[Stored data entries]
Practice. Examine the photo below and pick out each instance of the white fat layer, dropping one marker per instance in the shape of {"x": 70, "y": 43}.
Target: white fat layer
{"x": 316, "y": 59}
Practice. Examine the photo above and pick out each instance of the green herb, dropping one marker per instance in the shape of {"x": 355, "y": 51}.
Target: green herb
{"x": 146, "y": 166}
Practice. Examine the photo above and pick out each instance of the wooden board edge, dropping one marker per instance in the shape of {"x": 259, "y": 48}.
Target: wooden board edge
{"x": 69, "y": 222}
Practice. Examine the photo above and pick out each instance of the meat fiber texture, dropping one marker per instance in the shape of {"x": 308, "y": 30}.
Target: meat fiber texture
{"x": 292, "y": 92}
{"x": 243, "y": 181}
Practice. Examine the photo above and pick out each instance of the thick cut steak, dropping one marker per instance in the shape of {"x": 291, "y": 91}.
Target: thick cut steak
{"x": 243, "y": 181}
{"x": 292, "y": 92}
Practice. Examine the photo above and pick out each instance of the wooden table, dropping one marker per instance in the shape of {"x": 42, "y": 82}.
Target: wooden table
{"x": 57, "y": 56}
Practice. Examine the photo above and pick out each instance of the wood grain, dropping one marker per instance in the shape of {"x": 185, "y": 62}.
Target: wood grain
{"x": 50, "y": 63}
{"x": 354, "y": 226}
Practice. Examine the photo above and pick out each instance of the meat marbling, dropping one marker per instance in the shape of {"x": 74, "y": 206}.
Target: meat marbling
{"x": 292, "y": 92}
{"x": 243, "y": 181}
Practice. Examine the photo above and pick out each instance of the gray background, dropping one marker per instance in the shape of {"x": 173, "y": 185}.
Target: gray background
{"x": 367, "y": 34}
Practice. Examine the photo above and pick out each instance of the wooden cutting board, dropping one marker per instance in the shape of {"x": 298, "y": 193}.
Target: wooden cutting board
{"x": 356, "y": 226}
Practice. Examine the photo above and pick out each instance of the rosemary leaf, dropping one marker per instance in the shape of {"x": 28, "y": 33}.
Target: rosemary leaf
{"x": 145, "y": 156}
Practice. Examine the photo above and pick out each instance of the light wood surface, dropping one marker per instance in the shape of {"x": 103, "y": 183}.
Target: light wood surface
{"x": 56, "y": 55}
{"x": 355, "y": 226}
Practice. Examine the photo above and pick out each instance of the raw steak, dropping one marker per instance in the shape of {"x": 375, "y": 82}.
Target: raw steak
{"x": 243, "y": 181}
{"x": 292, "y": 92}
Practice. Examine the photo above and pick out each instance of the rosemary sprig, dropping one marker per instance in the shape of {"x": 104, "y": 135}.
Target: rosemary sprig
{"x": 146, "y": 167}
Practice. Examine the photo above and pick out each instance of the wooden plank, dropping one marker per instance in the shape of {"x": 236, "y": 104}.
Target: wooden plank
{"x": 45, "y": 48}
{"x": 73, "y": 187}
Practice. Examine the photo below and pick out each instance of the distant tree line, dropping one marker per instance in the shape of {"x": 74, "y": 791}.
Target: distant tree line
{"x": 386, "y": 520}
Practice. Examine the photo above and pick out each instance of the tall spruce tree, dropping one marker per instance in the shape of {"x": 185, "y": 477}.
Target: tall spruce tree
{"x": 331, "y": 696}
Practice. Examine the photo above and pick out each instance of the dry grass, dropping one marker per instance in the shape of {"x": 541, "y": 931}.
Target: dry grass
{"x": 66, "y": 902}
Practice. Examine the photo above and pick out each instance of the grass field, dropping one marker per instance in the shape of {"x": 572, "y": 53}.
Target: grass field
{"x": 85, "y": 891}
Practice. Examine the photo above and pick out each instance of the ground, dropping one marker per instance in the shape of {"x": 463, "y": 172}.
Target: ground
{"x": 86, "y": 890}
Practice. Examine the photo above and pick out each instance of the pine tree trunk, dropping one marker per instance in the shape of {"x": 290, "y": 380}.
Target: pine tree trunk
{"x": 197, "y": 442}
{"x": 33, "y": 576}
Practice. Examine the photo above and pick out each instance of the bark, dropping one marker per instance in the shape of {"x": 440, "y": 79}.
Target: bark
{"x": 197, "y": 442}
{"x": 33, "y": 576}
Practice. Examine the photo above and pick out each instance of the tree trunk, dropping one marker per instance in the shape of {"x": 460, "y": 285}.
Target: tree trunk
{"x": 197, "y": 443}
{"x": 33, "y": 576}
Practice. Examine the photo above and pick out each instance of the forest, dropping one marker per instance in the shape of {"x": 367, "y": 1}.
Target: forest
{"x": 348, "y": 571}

Exercise requirements: Please copy the line that holds "the forest, dropping" and each line under it through the last line above, exactly as they stand, adding nothing.

Exercise answer:
Practice. Examine the photo above and pick out each instance of the forest, dropping one marker per instance in the shape of {"x": 367, "y": 1}.
Target: forest
{"x": 348, "y": 571}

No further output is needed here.